> [Task 1]:
List every book title named in the Moneyball review.

> [Source extract]:
···
Lewis was in the room with the A's top management as they spent the summer of 2002 adding and subtracting players and he provides outstanding play-by-play. In the June player draft, Beane acquired nearly every prospect he coveted (few of whom were coveted by other teams) and at the July trading deadline he engaged in a tense battle of nerves to acquire a lefty reliever. Besides being one of the most insider accounts ever written about baseball, Moneyball is populated with fascinating characters. We meet Jeremy Brown, an overweight college catcher who most teams project to be a 15th round draft pick (Beane takes him in the first). Sidearm pitcher Chad Bradford is plucked from the White Sox triple-A club to be a key set-up man and catcher Scott Hatteberg is rebuilt as a first baseman. But the most interesting character is Beane himself. A speedy athletic can't-miss prospect who somehow missed, Beane reinvents himself as a front-office guru, relying on players completely unlike, say, Billy Beane. Lewis, one of the top nonfiction writers of his era (Liar's Poker, The New New Thing), offers highly accessible explanations of baseball stats and his roadmap of Beane's economic approach makes Moneyball an appealing reading experience for business people and sports fans alike. --John Moe

Average Customer Rating:

It is so much more than ball game

If you manage a business, you will like this book
If you like math, you will like this book
If you like figuring out how things work, you will like this book.
···
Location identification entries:
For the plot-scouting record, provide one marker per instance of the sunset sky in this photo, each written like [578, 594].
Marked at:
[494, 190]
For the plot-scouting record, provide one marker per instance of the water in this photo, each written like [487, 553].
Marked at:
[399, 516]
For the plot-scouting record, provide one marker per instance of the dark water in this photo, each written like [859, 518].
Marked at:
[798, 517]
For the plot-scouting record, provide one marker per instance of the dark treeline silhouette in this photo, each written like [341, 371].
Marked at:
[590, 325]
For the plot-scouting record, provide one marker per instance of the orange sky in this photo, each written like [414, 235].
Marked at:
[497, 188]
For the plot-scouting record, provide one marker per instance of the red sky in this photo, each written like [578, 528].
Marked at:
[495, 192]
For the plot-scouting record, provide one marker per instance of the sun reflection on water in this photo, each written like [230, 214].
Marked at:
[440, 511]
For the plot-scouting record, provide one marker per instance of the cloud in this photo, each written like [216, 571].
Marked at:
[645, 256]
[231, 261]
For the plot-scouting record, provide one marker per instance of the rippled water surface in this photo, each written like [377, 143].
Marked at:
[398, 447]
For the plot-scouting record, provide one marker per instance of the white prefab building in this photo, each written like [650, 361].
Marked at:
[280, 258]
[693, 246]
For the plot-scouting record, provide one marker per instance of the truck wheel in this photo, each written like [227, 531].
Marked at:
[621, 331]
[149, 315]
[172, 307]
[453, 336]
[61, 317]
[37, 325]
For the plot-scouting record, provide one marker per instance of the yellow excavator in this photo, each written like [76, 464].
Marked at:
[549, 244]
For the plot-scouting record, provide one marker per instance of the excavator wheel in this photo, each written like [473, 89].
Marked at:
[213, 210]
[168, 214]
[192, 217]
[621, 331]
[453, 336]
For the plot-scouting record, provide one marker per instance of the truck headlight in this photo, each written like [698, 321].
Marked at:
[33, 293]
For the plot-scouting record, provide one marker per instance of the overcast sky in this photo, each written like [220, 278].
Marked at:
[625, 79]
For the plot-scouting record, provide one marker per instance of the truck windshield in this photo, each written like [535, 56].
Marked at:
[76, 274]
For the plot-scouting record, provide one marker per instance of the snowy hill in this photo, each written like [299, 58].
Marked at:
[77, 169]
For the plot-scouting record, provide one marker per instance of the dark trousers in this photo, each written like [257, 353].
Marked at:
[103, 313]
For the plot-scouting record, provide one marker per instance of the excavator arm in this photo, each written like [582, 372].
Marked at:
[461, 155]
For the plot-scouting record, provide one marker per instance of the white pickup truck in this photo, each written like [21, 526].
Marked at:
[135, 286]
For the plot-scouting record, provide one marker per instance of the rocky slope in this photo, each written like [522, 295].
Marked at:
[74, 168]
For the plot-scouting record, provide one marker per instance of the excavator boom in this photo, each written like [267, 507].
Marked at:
···
> [Task 2]:
Begin at the line of the location identification entries that contains "like [21, 526]." and stop after the last line of those entries. Write out every line in that span, requests included, multiplying each coordinate in the answers by 0.4 and rounding to whole numbers, with halves rounded up.

> [Exercise result 1]:
Moneyball
Liar's Poker
The New New Thing

> [Exercise result 2]:
For the plot-scouting record, provide one marker per instance of the white pickup truck in this photo, each written like [21, 526].
Marked at:
[54, 114]
For the plot-scouting record, provide one marker per instance of the rocky slope in this photo, each written like [522, 295].
Marked at:
[30, 67]
For the plot-scouting record, provide one marker per instance of the excavator boom in this photo, each written like [267, 507].
Marked at:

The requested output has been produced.